The exercise.
Output all the entries word for word. Omit the pictures.

━━━━━━━━━━

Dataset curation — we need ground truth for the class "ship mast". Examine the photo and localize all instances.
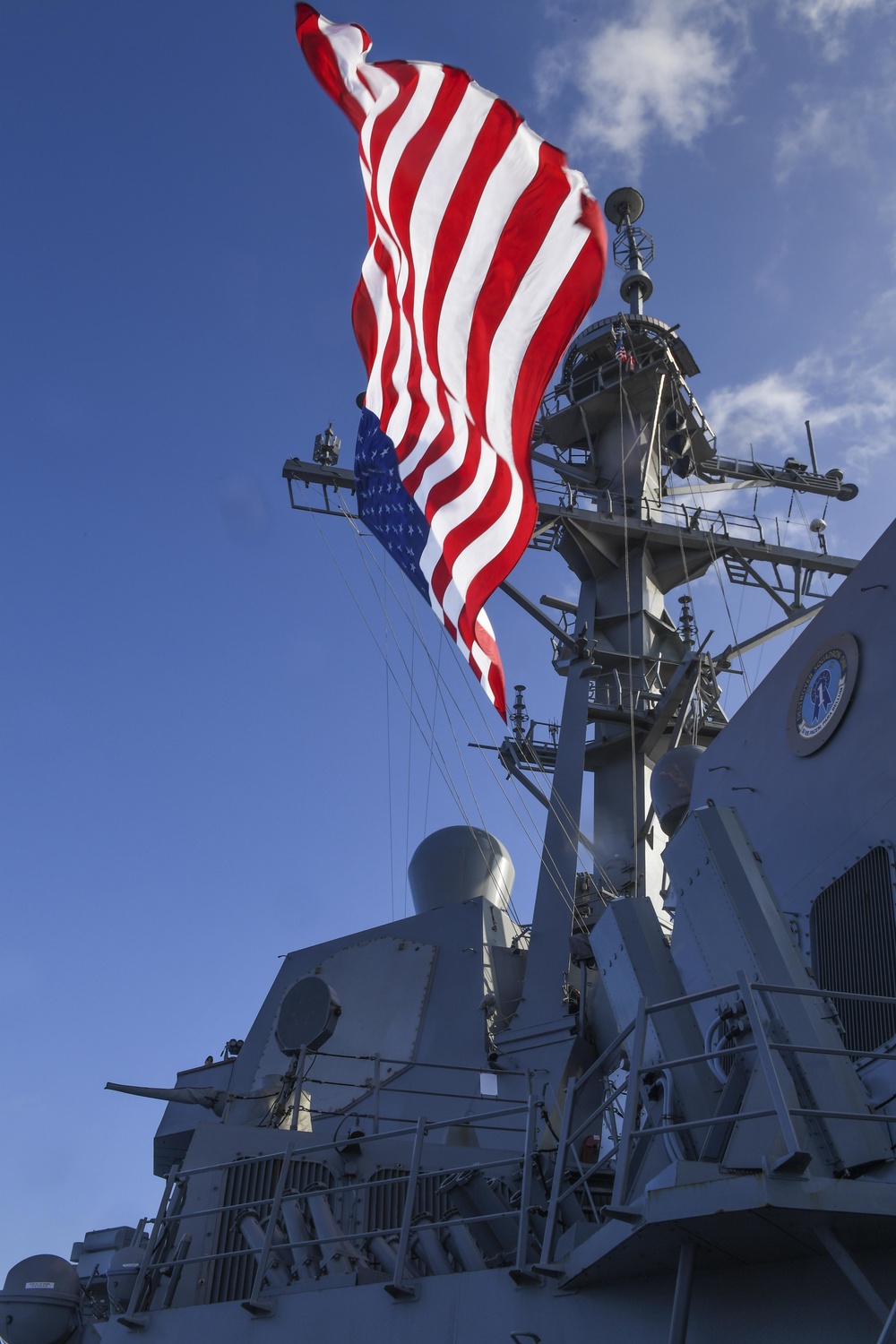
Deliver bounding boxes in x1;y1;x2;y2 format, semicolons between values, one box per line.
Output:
283;187;857;1058
501;187;857;1027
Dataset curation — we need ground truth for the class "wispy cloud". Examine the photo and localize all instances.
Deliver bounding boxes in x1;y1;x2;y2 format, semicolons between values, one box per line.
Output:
707;333;896;481
782;0;893;61
775;65;896;181
538;0;745;169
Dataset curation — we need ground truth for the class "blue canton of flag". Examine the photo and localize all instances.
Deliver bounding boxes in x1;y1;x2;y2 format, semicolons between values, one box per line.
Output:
355;408;430;602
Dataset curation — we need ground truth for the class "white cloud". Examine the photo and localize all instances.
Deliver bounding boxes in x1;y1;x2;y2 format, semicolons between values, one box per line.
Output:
707;339;896;481
782;0;893;61
536;0;745;169
775;102;866;182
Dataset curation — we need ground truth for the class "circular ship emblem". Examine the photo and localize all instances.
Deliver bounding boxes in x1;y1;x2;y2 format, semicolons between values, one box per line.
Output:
788;633;858;755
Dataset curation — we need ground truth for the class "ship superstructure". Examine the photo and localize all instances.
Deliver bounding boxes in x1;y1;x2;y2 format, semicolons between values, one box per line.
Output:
0;188;896;1344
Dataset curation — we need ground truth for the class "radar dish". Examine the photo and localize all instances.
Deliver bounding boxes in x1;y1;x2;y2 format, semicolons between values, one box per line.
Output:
277;976;342;1055
603;187;643;228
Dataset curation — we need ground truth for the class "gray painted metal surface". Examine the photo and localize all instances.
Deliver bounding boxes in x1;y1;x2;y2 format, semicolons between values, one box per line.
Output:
0;191;896;1344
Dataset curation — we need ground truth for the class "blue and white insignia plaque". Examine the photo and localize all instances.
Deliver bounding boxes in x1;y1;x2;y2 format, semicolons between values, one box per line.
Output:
788;633;858;755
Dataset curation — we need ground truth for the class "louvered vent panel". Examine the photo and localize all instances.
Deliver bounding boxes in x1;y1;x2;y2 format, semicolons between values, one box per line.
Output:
207;1158;339;1303
809;846;896;1053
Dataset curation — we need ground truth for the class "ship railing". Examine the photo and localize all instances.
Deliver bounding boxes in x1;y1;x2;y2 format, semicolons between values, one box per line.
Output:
118;1096;544;1331
540;973;896;1271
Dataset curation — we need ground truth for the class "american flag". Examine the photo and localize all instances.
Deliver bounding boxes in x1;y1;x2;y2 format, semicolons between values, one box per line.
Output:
296;4;606;718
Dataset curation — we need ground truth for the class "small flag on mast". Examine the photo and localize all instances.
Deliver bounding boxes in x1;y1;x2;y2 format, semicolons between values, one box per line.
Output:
296;4;606;718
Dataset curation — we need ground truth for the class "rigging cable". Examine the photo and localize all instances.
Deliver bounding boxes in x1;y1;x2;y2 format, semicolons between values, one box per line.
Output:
332;504;590;924
620;365;646;897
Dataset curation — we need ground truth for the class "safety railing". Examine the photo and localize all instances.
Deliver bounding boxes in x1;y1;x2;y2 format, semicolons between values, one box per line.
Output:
118;1096;546;1331
540;973;896;1271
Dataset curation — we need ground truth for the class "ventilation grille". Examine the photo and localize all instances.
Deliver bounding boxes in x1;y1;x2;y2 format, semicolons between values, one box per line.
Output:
809;846;896;1054
205;1158;333;1303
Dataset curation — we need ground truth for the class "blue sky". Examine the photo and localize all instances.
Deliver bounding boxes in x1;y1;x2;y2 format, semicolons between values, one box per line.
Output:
0;0;896;1269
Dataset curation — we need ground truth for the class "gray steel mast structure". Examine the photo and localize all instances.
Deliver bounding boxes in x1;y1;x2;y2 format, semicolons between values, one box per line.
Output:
0;188;896;1344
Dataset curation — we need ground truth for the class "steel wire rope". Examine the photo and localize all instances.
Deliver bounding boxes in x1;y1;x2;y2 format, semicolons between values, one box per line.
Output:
308;505;504;903
332;502;590;924
381;551;395;919
401;616;416;916
620;365;646;897
329;484;588;924
334;500;537;924
386;556;588;924
392;567;601;924
423;629;444;835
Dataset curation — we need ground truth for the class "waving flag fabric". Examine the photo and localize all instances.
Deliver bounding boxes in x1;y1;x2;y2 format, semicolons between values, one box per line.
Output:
297;4;606;717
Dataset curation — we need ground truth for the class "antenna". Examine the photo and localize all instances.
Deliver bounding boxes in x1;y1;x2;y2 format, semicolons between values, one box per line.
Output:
603;187;653;317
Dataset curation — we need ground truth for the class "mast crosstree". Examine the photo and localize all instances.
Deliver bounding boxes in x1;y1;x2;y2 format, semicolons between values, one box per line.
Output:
283;187;857;1032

━━━━━━━━━━

Response below.
Dataset curation — we need ground truth for the class "ship mast". Examine the photo and localize all instances.
Deliver bounding boxes in x1;y1;x2;y2 format, semicolons between values, one box per line.
Output:
283;187;857;1058
501;187;857;1027
Dataset curation — we need ground truth for the class "wispy cloud". Examine the photo and localize all instances.
Deliver bounding boxes in x1;y1;x2;y2 format, semicolons between values, one box per line.
Output:
707;333;896;481
782;0;893;61
775;65;896;181
538;0;745;169
Dataset curation — we need ground truth for the class "blue canton of flag". Examine the photo and localize all instances.
Deliver bounding boxes in x1;y1;x2;y2 format, semicolons between values, one box per line.
Output:
355;408;430;602
Dataset curation — we need ground truth for the class "white cloud". Examine the photo and localize all instances.
Deliver bounding boxes in x1;y1;x2;y2 format, semicolons between values, one box per line.
Output:
707;339;896;481
782;0;893;61
536;0;745;169
775;102;866;182
Dataset curation — we need ground truth for the class "circular ship emblem". Examine the photo and localize all instances.
Deliver bounding boxes in x1;y1;x2;y2 format, semicolons between values, one box per line.
Output:
788;633;858;755
Dataset curation — we need ground truth for the class "ship superstructure". Examine the photo and localize all instances.
Deliver bounding boxes in x1;y1;x2;y2 format, semicolons between values, one box per line.
Output:
0;188;896;1344
Dataset curation — we need ground truth for the class "radar dish". Examine the photo and localize all instances.
Deliver bounding boxes in x1;y1;x2;y2 format, semicolons between values, one box per line.
Output:
277;976;342;1055
603;187;643;228
Dataset curation — we need ground truth for the class "gray painted metal surface". Examine the photo and localize all instances.
Deliver bounding boxes in x1;y1;x2;y2 format, semicolons between values, one box per line.
Output:
0;191;896;1344
Dataset curation — we need ground truth for the class "blue and white insignia plaque". Examine the photo and localize all instances.
Deliver bounding boxes in x1;y1;x2;y2 format, semicolons between values, one box per line.
Output:
788;633;858;755
Dataset curation — we need ground truth for the class "louvered vent panel". Examine the photo and localize all instances.
Deliver bounding boxes in x1;y1;x2;y2 format, semicolons between values, one box per line.
Output:
207;1158;339;1303
809;846;896;1053
Dataset curation — we need ground truth for the class "ship railing". Examine the photo and localize all instances.
Deliver bounding boxes in x1;y1;x2;y2 format, semicolons between values, one box per line.
Output:
118;1096;544;1331
540;973;896;1271
Dataset curation — we need ground truth for the class "american flag". Examine the photo and localize all instances.
Deliver bounding boxes in x1;y1;x2;y2 format, semicolons between values, one box per line.
Output:
296;4;606;718
Dataset curation — we need ground truth for the class "small flag on mast". Examine the photo and localize all instances.
Deliver bounding boxes in x1;y1;x2;y2 format, semicolons between values, one box per line.
Output:
296;4;606;718
Dataset curation — we need ground truth for the class "rigging cable". Examine the photo and localize all instances.
Deliver bounding boxes in x1;y1;x2;y2 format, semicolons between values, one box per line.
Output:
332;504;590;924
620;365;646;897
Dataset curation — we need ground truth for the class "safety railing". Examine the photo and localize all instances.
Deliver bounding boxes in x1;y1;x2;y2 format, semicolons between values, one box per line.
Output:
118;1096;546;1331
540;973;896;1271
Dataset curation — we need ground truth for the class "ventilation grille". Examine the photo and localize all instances.
Deliver bounding boxes in x1;y1;x2;y2 format, semicolons between values, one box per line.
Output:
809;846;896;1054
205;1158;333;1303
Dataset curation — we need ground truth for the class "blue sky". Examine the photo and localize all instances.
Deliver bounding boxes in x1;y1;x2;y2 format, semicolons between values, one box per line.
Output:
0;0;896;1269
Dataset curation — we need ground truth for the class "gray steel mast structure". Examine the photo and localize all instances.
Deliver bounding boxes in x1;y1;x2;y2 format, semicolons between values, one box per line.
Output:
0;188;896;1344
Dataset curation — we need ground truth for the class "steel wire rope". Examine the photo and localize all instances.
Deliver bounding boxes in x1;y1;x2;y2 format, semicolons between values, one box per line.
Output:
308;505;504;903
332;502;590;924
381;551;395;919
401;616;416;916
620;365;646;897
329;484;588;924
334;500;537;924
386;556;588;924
392;567;601;924
423;629;444;835
Dataset curation — we need ground truth for the class "waving flag fabric". Examine the photo and localize all instances.
Deliver bounding boxes in x1;y1;x2;y2 format, semicolons between values, one box per line.
Output:
297;4;606;717
Dataset curation — we need ground truth for the class "antenna". Examine the photo and localize all instances.
Deliver bounding boxes in x1;y1;x2;y2 format, semicolons between values, one box per line.
Output:
603;187;653;317
Dataset curation — we need ground truth for the class "mast crosstree". Examine the photo and localize all instances.
Deliver bounding boxes in x1;y1;x2;y2 format, semicolons between values, one box per line.
Output:
283;187;857;1032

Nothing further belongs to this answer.